**Task to complete**: Output the entire passage on calculating gradients with PyTorch word for word.

Enough of talking let's jump right in, before getting started we gotta make sure about the data even though we gonna deal with this later let's load them.

# Loading the mnist data and untar itdata_path = untar_data(URLs.MNIST)

In the above code cell, we have just downloaded the MNIST data, and the function untar_data takes care of the download and returns us a path of where the files are stored.

We will leave it here, for now, let us see how to calculate gradients with Pytorch.

Calculating gradients with Pytorch

As we know what are gradients and why they are important let's see how to code them using Pytorch. First will take a look at the whole code, then will gradually break down every line and see what they do.

  • xt = tensor(8.).requires_grad_() : creates a tensor at first, and by setting requires_grad_() True to any tensor in Pytorch will automatically track and calculate gradients for that tensor.
  • And we know the next step we will apply some computations with our tensor, then, at last, activate the backpropagation which helps us in getting the gradients.
  • yt.backward() : this will calculate the gradients by activating the backpropagation.
  • xt.grad : will give us the gradients calculated on this variable during the computation.

But you might be thinking why do we use require_grads_() and what's the underlying mechanism behind this calculation. In my recent blog, I explained auto differentiation and its underlying mechanism that powers up this whole thing.

Glimpse on Auto Differentiation

Well, the first time when we are computing our loss function with our parameters it will return the partial derivatives and we call this process forward pass.

The forward pass is responsible for computing the loss function with our parameters. But we know that a neural network has to optimize its parameters to achieve the best results and that is getting a minimized loss error.

But how do we find the values that will help the neural network to find the best parameters to minimize the loss?


We have to get the gradients by activating the backpropagation (or) back pass. At first, we performed a forward pass and got our partial derivatives, and by activating the backpropagation that uses the chain rule to compute the gradients for us.

**Entries pointing to named objects**:
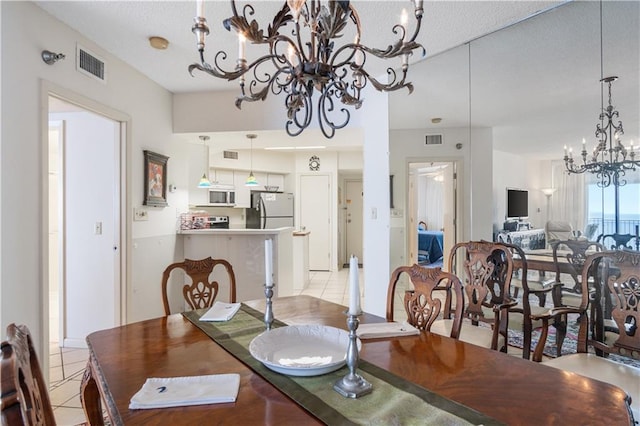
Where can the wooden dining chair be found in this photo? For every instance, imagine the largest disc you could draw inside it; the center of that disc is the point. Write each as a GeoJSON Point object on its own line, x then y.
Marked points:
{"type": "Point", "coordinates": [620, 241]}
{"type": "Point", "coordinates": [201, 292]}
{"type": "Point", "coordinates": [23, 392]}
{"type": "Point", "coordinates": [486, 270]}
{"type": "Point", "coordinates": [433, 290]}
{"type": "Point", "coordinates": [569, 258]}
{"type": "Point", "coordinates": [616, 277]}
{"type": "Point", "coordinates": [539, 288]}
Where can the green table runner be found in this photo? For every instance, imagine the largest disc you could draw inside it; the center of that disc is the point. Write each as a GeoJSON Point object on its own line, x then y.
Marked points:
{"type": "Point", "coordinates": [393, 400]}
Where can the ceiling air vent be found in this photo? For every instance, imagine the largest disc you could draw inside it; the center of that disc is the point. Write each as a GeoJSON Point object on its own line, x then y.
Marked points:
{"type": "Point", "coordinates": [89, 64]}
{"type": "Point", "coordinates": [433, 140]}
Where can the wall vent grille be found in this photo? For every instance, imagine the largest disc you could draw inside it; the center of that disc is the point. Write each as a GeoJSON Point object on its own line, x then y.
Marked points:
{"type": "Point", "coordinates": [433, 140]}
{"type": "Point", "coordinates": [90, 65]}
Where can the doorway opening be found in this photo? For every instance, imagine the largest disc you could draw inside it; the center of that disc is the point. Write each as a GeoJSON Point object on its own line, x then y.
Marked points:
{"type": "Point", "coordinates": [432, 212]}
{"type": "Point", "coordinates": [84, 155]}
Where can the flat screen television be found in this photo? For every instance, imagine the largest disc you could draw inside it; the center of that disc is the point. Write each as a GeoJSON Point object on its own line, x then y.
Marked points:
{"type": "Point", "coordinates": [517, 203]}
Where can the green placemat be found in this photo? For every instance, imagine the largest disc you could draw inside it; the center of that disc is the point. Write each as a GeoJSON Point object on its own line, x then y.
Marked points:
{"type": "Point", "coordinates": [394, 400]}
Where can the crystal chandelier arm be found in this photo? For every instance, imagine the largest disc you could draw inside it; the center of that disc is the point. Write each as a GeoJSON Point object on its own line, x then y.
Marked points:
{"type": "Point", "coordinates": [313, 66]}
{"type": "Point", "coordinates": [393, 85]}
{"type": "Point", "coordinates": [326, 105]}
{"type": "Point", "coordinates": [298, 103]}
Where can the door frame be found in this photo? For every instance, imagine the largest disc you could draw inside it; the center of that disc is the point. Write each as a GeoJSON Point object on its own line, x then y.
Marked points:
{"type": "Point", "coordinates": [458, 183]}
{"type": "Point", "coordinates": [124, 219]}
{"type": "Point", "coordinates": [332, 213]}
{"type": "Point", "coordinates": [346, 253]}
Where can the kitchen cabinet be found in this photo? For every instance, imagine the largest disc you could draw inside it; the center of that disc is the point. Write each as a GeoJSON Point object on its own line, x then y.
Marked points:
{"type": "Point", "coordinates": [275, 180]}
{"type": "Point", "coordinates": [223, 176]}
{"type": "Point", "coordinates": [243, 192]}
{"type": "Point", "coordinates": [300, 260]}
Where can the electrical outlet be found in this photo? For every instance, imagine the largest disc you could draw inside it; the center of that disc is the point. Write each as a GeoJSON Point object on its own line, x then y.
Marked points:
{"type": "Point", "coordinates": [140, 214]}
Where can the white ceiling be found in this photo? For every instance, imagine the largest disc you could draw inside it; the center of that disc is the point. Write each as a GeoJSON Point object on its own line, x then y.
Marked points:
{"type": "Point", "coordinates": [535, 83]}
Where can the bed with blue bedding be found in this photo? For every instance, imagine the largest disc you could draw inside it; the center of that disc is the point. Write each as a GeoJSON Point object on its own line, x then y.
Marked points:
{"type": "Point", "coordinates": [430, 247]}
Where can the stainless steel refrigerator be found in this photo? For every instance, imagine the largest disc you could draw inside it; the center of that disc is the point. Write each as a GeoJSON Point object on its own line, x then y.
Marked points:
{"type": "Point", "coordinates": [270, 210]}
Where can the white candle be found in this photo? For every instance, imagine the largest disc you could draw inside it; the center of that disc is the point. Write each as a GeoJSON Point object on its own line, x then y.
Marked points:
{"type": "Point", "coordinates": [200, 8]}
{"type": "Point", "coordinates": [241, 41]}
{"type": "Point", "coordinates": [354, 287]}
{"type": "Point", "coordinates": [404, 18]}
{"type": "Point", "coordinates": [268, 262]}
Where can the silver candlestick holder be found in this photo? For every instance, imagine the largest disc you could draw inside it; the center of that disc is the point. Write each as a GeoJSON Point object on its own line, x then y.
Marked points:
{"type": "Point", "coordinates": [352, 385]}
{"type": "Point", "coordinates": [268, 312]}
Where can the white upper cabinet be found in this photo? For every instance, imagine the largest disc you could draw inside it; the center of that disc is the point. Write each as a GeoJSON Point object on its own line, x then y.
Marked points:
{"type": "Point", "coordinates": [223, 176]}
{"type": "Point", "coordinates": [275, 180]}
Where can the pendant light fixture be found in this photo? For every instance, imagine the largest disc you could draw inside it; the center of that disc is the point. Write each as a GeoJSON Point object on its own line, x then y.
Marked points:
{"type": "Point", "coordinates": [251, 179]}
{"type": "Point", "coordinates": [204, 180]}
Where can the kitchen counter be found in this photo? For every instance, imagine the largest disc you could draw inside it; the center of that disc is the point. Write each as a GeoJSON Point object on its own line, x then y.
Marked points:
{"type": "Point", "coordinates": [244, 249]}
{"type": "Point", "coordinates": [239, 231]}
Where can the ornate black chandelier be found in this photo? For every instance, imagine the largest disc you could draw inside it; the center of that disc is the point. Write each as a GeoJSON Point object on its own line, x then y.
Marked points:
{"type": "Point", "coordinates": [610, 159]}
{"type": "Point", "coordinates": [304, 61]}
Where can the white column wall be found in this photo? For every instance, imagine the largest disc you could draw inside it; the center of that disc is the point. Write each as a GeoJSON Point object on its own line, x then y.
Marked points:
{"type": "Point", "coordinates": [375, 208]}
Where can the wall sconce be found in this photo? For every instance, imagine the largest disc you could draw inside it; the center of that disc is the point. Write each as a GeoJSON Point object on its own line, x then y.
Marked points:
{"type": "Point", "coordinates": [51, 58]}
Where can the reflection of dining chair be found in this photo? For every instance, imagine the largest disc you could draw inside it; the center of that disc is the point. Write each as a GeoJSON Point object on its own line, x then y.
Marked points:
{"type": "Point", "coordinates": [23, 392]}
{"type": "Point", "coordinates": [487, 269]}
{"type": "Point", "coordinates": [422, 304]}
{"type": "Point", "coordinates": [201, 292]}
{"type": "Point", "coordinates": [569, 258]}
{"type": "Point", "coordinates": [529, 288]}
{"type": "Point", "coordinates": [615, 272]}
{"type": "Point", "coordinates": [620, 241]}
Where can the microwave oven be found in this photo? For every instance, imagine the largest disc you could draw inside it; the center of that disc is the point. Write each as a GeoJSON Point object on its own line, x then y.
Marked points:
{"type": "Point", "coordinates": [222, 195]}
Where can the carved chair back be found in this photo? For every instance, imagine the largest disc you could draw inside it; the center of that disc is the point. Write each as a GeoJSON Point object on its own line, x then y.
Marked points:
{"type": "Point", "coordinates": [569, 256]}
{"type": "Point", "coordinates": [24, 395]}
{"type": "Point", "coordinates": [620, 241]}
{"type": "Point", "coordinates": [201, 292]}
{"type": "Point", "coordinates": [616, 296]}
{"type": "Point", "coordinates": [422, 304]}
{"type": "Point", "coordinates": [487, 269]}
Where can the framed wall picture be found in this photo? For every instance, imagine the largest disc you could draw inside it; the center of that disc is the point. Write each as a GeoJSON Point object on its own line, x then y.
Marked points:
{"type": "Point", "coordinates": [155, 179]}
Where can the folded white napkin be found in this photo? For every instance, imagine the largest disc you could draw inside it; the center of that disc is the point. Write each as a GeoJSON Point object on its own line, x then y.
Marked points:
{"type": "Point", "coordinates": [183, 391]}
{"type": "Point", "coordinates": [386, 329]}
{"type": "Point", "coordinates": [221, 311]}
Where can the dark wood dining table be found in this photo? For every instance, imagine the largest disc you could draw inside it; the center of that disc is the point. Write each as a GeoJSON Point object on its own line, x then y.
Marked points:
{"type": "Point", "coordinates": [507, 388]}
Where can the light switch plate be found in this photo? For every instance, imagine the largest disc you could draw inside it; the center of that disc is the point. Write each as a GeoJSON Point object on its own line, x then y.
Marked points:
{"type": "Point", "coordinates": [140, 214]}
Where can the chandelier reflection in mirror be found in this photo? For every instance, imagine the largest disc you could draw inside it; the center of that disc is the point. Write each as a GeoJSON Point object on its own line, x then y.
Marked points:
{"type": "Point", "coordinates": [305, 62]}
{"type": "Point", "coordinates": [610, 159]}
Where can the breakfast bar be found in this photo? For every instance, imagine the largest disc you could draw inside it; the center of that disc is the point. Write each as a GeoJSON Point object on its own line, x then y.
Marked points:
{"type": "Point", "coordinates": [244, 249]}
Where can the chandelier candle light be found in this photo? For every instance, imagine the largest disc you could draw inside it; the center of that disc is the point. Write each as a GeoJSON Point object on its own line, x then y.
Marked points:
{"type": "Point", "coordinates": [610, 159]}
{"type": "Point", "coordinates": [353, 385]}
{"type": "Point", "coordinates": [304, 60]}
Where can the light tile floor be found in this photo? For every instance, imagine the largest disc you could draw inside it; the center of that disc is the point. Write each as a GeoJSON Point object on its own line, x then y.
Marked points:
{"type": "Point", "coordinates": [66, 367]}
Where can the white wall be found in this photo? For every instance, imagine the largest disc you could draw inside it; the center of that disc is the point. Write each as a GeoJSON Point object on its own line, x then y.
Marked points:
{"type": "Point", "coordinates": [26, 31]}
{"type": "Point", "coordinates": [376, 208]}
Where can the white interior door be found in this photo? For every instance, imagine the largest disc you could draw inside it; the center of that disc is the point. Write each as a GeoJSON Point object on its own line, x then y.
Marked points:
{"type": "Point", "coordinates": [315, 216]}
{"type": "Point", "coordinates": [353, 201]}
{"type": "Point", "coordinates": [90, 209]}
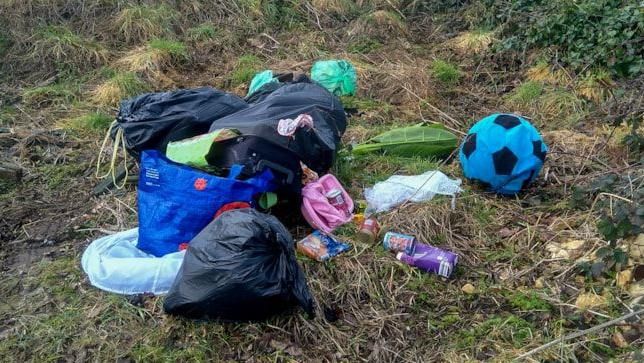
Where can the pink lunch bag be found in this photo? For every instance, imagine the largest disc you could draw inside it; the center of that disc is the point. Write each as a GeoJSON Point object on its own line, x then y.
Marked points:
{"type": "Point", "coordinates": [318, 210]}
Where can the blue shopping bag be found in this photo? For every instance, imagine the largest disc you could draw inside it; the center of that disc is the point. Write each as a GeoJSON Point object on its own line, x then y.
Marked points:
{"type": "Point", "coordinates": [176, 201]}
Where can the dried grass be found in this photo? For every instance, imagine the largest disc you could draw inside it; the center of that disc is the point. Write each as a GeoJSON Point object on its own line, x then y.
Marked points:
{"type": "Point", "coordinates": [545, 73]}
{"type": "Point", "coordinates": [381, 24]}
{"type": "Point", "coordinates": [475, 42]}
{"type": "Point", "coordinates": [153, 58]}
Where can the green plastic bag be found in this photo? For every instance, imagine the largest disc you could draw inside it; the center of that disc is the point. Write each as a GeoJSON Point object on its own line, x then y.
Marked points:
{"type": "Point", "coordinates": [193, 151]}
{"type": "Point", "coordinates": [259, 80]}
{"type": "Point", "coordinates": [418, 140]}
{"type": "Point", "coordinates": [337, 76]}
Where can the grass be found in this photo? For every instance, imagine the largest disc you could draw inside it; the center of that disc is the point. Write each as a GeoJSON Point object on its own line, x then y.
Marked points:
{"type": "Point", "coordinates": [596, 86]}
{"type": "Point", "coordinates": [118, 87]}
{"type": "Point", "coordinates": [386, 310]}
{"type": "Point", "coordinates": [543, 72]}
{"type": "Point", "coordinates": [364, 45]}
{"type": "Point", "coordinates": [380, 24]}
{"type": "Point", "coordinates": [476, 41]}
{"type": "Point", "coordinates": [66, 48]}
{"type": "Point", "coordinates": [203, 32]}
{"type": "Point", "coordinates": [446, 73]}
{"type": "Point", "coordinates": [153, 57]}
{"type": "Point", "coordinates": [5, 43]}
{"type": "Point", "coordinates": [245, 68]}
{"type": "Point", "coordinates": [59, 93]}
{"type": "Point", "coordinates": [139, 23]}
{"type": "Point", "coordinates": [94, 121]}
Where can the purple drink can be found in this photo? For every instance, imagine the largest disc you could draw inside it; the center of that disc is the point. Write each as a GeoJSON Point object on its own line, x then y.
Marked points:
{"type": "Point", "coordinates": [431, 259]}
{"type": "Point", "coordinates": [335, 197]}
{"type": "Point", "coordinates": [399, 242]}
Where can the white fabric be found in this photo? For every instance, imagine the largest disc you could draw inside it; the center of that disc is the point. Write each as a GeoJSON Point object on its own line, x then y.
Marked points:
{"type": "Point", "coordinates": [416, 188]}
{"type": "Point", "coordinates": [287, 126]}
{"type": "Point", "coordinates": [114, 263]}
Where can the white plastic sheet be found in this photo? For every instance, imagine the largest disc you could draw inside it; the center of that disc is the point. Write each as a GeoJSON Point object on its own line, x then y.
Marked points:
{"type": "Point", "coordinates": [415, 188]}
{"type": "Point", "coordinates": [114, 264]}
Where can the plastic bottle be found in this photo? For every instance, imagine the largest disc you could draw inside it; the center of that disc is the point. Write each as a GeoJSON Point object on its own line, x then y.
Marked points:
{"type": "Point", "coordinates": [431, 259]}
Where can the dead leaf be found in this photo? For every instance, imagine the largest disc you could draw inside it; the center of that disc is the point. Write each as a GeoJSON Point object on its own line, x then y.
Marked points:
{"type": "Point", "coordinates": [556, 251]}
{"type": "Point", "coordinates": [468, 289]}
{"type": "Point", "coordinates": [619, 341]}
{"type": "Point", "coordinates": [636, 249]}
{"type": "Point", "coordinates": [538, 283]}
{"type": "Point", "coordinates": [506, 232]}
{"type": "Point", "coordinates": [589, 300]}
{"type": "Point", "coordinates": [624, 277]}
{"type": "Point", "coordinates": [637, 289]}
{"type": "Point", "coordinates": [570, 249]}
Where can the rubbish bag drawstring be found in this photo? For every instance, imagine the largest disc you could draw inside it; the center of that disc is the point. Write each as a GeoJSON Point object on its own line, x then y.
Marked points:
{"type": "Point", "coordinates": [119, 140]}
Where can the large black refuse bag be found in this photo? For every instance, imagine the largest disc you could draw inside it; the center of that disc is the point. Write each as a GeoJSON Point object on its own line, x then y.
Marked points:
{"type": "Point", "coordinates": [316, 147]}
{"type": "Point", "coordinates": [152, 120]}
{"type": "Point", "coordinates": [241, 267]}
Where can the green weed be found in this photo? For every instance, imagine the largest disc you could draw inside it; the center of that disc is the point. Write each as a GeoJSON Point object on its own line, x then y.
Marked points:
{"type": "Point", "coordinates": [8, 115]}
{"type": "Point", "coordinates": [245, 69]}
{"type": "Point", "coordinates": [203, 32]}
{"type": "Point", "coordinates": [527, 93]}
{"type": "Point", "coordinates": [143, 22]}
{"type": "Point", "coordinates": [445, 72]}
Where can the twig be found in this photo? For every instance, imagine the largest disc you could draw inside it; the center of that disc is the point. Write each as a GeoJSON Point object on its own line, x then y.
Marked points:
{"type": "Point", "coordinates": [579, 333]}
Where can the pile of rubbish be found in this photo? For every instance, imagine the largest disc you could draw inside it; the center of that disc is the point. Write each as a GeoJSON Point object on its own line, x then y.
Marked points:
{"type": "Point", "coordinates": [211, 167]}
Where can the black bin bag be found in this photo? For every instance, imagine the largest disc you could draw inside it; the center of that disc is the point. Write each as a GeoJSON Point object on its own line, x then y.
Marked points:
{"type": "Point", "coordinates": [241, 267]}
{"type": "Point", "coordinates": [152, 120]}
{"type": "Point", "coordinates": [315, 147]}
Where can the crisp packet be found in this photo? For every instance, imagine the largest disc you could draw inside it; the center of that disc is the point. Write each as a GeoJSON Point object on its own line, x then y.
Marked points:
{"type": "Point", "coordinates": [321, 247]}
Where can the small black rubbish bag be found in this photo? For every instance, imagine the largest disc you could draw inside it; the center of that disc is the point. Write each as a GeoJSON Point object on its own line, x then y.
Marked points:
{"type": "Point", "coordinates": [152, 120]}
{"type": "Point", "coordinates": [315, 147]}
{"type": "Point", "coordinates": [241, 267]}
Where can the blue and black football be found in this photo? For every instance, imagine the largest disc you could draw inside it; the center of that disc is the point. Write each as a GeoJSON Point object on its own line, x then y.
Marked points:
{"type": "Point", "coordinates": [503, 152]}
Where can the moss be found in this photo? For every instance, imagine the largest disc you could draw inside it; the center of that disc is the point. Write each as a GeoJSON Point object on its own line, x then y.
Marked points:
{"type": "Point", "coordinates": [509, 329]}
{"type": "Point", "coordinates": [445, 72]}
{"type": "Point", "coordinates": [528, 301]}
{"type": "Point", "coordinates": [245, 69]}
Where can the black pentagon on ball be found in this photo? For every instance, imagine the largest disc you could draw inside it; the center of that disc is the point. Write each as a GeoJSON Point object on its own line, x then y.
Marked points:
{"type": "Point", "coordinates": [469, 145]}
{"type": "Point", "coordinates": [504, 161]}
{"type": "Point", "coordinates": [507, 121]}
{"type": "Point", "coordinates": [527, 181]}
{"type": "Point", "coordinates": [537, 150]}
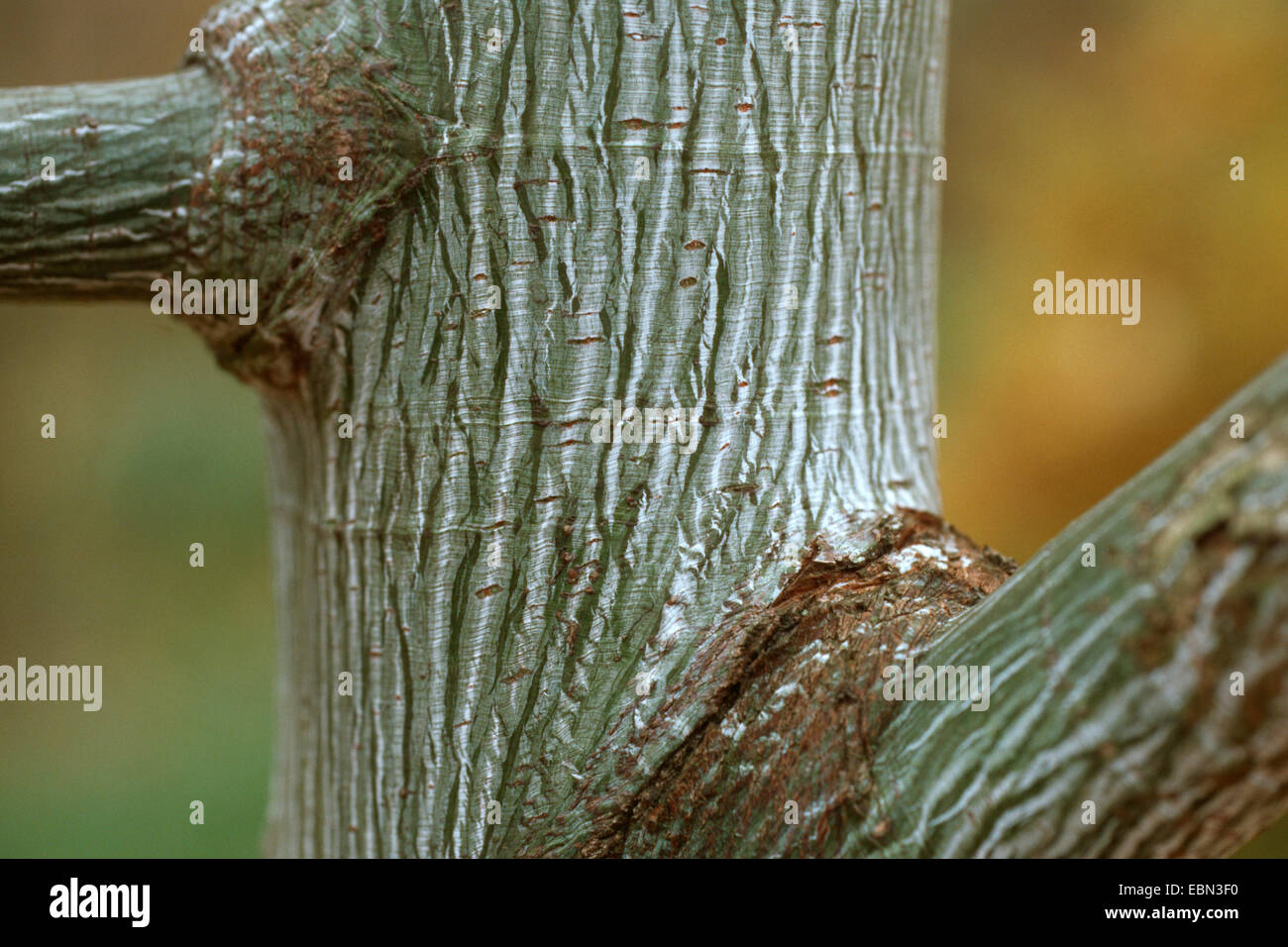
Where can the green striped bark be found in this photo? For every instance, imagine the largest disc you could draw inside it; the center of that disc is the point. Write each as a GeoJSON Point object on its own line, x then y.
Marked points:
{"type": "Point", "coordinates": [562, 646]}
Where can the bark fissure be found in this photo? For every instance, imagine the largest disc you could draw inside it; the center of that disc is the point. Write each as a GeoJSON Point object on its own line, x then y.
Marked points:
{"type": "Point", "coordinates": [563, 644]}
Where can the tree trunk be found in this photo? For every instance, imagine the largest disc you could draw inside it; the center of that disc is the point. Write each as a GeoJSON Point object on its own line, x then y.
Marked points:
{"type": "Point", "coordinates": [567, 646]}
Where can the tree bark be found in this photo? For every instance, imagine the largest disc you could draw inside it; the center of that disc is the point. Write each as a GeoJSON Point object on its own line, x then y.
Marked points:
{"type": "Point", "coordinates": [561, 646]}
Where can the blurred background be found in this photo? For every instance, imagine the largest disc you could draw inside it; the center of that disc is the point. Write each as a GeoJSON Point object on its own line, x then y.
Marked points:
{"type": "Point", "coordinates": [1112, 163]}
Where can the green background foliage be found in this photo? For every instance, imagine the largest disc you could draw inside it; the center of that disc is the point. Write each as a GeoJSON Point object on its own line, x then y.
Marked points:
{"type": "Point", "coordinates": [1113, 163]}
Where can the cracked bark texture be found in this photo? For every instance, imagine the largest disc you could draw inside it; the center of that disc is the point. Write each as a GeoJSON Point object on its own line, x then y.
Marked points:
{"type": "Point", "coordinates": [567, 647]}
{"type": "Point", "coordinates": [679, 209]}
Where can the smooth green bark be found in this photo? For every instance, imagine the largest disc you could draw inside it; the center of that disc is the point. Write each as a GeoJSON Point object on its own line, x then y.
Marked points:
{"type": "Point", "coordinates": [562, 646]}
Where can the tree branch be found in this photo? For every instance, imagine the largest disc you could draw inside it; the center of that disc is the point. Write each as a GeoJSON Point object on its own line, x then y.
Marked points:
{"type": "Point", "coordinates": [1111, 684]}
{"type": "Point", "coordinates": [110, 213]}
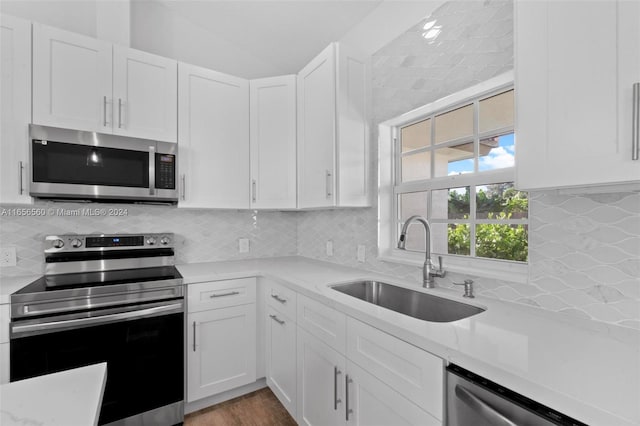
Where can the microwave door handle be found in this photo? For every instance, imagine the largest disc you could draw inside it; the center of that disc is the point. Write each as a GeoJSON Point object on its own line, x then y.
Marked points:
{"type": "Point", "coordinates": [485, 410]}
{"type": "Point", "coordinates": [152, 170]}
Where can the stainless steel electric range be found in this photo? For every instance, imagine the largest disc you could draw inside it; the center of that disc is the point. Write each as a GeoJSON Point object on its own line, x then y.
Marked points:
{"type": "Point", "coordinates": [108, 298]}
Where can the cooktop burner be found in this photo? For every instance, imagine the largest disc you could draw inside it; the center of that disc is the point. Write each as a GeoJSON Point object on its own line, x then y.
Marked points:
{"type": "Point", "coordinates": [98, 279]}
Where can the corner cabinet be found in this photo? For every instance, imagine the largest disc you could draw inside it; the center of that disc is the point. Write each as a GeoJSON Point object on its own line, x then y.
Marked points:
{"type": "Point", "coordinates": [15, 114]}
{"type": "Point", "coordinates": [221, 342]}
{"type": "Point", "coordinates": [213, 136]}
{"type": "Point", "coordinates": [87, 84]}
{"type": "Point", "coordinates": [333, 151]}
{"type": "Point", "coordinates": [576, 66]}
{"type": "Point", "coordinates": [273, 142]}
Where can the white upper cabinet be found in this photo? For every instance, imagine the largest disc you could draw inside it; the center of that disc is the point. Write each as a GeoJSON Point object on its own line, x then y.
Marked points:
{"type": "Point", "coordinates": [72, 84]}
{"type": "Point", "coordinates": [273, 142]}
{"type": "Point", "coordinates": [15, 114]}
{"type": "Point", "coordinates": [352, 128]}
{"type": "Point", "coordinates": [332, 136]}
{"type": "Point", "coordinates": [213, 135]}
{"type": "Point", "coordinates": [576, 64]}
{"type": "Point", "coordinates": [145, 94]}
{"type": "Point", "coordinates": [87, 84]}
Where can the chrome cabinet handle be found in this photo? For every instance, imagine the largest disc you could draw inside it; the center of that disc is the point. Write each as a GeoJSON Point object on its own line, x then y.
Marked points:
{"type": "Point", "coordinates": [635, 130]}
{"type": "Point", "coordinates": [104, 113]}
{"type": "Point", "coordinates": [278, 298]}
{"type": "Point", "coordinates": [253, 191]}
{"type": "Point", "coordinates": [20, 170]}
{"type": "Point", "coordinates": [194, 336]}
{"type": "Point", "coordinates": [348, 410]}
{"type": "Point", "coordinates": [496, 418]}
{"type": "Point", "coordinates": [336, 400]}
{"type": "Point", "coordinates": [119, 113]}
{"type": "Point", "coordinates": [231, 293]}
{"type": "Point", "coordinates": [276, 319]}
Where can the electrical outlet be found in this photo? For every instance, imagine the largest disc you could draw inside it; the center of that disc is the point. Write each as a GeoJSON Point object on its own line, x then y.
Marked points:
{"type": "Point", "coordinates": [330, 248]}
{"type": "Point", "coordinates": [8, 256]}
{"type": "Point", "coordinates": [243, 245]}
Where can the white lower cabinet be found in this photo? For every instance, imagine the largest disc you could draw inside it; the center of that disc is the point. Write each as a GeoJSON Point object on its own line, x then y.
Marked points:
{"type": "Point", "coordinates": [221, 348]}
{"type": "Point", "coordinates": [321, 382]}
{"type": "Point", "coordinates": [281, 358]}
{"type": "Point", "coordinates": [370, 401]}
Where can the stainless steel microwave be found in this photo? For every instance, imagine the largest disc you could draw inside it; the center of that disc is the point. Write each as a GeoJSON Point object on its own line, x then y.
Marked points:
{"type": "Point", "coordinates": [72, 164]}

**Exercise answer**:
Enough of talking let's jump right in, before getting started we gotta make sure about the data even though we gonna deal with this later let's load them.

# Loading the mnist data and untar itdata_path = untar_data(URLs.MNIST)

In the above code cell, we have just downloaded the MNIST data, and the function untar_data takes care of the download and returns us a path of where the files are stored.

We will leave it here, for now, let us see how to calculate gradients with Pytorch.

Calculating gradients with Pytorch

As we know what are gradients and why they are important let's see how to code them using Pytorch. First will take a look at the whole code, then will gradually break down every line and see what they do.

  • xt = tensor(8.).requires_grad_() : creates a tensor at first, and by setting requires_grad_() True to any tensor in Pytorch will automatically track and calculate gradients for that tensor.
  • And we know the next step we will apply some computations with our tensor, then, at last, activate the backpropagation which helps us in getting the gradients.
  • yt.backward() : this will calculate the gradients by activating the backpropagation.
  • xt.grad : will give us the gradients calculated on this variable during the computation.

But you might be thinking why do we use require_grads_() and what's the underlying mechanism behind this calculation. In my recent blog, I explained auto differentiation and its underlying mechanism that powers up this whole thing.

Glimpse on Auto Differentiation

Well, the first time when we are computing our loss function with our parameters it will return the partial derivatives and we call this process forward pass.

The forward pass is responsible for computing the loss function with our parameters. But we know that a neural network has to optimize its parameters to achieve the best results and that is getting a minimized loss error.

But how do we find the values that will help the neural network to find the best parameters to minimize the loss?


We have to get the gradients by activating the backpropagation (or) back pass. At first, we performed a forward pass and got our partial derivatives, and by activating the backpropagation that uses the chain rule to compute the gradients for us.